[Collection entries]
+++
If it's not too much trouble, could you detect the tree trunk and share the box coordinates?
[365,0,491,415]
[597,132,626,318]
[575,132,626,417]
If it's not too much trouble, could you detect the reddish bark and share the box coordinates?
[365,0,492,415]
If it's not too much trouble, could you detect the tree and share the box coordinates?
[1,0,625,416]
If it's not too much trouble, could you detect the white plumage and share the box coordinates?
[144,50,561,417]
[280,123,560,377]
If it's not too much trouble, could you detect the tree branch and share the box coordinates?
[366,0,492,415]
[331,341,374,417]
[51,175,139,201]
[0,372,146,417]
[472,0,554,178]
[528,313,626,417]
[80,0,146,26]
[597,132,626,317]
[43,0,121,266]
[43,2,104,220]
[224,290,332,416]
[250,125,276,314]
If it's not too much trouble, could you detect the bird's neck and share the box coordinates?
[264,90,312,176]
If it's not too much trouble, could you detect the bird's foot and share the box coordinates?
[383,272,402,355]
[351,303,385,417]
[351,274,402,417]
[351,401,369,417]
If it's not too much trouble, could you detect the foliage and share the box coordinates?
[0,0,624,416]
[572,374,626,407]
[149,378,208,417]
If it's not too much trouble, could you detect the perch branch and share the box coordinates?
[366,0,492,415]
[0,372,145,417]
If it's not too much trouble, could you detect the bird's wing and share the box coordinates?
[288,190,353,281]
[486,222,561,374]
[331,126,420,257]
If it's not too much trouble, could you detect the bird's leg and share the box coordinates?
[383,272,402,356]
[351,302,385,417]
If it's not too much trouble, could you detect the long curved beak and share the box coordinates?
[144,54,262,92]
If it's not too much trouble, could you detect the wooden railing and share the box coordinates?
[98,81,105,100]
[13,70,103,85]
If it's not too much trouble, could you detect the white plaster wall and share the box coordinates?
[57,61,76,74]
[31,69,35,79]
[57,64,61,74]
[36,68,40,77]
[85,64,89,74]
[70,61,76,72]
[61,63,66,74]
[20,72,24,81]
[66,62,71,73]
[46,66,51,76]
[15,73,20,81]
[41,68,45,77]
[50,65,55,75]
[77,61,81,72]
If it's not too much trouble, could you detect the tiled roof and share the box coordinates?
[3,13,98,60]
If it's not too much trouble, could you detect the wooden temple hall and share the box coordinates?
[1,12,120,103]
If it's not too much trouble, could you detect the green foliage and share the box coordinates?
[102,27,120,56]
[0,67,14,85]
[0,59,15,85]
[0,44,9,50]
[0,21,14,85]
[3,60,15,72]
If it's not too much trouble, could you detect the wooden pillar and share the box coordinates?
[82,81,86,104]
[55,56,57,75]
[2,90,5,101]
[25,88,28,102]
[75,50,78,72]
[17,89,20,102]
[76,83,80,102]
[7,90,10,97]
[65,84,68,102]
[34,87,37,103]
+++
Repeat the data exactly. Omit nothing.

■ OUTPUT ■
If it's not too much trouble, could you detect the tree trunk and share the box coordinates?
[365,0,491,415]
[597,132,626,318]
[575,132,626,417]
If it's not too much trouble, could you detect the reddish bark and share the box coordinates?
[365,0,492,415]
If it's not too much trouble, could you detect the tree and share the box coordinates?
[1,0,625,416]
If it's not too much trouble, could you detect the white plumage and share the box coordinates?
[144,50,561,417]
[280,123,560,377]
If it's not too much trouble, could you detect the tree branch and share the box coordinates?
[366,0,492,415]
[331,341,374,417]
[51,175,139,201]
[0,372,146,417]
[472,0,554,178]
[528,313,626,417]
[80,0,146,26]
[597,132,626,317]
[43,0,121,266]
[43,2,104,220]
[224,290,332,416]
[250,125,276,314]
If it's not too much trouble, could you detect the bird's neck and share the box coordinates?
[264,90,312,176]
If it's not too much trouble, could you detect the bird's foot and share the box coordinates?
[383,272,402,355]
[351,303,385,417]
[351,274,402,417]
[351,401,369,417]
If it's not too much trouble, could you detect the foliage and share the box coordinates?
[0,0,624,416]
[572,374,626,407]
[149,378,208,417]
If it's not too much trouble, could you detect the perch branch and share the box coordinates?
[366,0,492,415]
[0,372,145,417]
If it's not too much trouble, could you detect the bird's wing and share the box coordinates?
[288,190,353,281]
[486,222,561,374]
[331,126,420,257]
If it's not too much trouble, could you detect the bird's leg and share the box coordinates?
[383,272,402,356]
[351,302,385,417]
If it's not too much trouble, could you detect the long curved beak and share the box coordinates?
[144,54,262,92]
If it's not too much trouble, could you detect the wooden railing and share the box coordinates?
[98,81,105,100]
[13,70,103,85]
If it's not too much trouble, could you detect the white plaster wall and share the box coordinates?
[57,61,76,74]
[31,69,35,79]
[57,64,61,74]
[36,68,40,77]
[85,64,89,74]
[70,61,76,72]
[61,63,66,74]
[20,72,24,81]
[66,62,71,73]
[46,66,51,76]
[15,73,20,81]
[41,68,45,77]
[50,65,55,75]
[77,61,81,72]
If it's not too much trouble, could you detect the tiled roof and share the box coordinates?
[3,13,98,60]
If it's not too much trouble, could you detect the wooden temple hall and share the box coordinates?
[1,12,120,103]
If it's not too much trouble, could you detect the green foliage and share the box coordinates?
[102,27,120,56]
[0,67,14,85]
[0,59,15,85]
[0,44,9,50]
[0,21,14,85]
[3,60,15,72]
If it's not too much trouble, could you detect the wooden pillar and share the box coordinates?
[82,81,86,104]
[55,56,57,75]
[2,90,5,101]
[25,88,28,102]
[75,50,78,72]
[17,89,20,102]
[76,83,80,102]
[7,90,10,97]
[65,84,68,102]
[34,87,37,103]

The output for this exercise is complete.